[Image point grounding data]
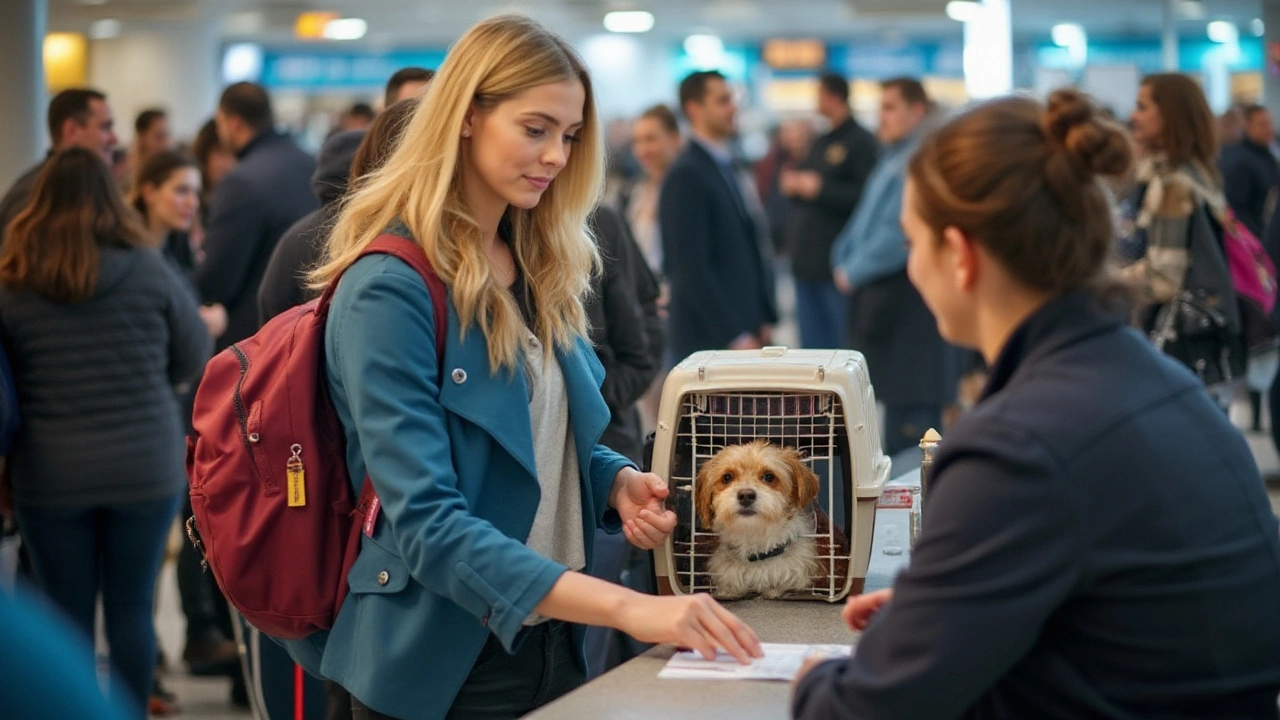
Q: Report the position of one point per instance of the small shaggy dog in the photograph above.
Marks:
(757, 497)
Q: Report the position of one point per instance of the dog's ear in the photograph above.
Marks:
(704, 493)
(804, 482)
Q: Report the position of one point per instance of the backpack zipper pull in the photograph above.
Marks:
(297, 478)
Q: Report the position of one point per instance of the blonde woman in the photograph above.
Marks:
(467, 600)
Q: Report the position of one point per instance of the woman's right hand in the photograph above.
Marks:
(860, 609)
(695, 621)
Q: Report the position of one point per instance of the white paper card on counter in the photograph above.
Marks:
(781, 661)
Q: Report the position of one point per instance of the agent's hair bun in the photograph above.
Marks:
(1092, 144)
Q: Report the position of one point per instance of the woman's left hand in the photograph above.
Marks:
(638, 499)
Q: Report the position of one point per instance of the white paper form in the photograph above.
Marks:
(781, 661)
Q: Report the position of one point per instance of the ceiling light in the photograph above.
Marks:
(629, 21)
(1191, 9)
(346, 28)
(964, 10)
(704, 50)
(1224, 32)
(105, 28)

## REQUIRED WORK:
Once the pictures are set aside, restate the remaining data above exactly.

## RESPONSE:
Q: Report the position of one point per instance of the small shaggy dog in the photograph above.
Marks:
(757, 497)
Q: Report the position of one point per instance of the dog's ear in the photograph above.
Marks:
(704, 493)
(804, 482)
Q: Report the position of one point per instance of the backpack zipper pull in the photograph above.
Marks:
(297, 478)
Q: Report the position of one point per instance of the blonde woman in the photograph above.
Marks:
(467, 600)
Q: Report the position of one point per instance of the woman's right hand in the photograph above.
Marks:
(860, 609)
(695, 621)
Q: Report the position of one point per instance of the white paper card on counter in the photograph above.
Marks:
(781, 661)
Q: Report the position of one point per instance of the agent's hair bun in the photograph above.
Marks:
(1092, 144)
Q: Report the position of one point per instance of the woman's left hand in the photograph above.
Marks:
(638, 499)
Q: Report the position of one point per instance of the white paper form in the photograph above.
Marks:
(781, 661)
Q: Report the position of one point per instance of the ceiling light in the photograph above.
Marks:
(629, 21)
(1191, 9)
(346, 28)
(964, 10)
(704, 50)
(1224, 32)
(105, 28)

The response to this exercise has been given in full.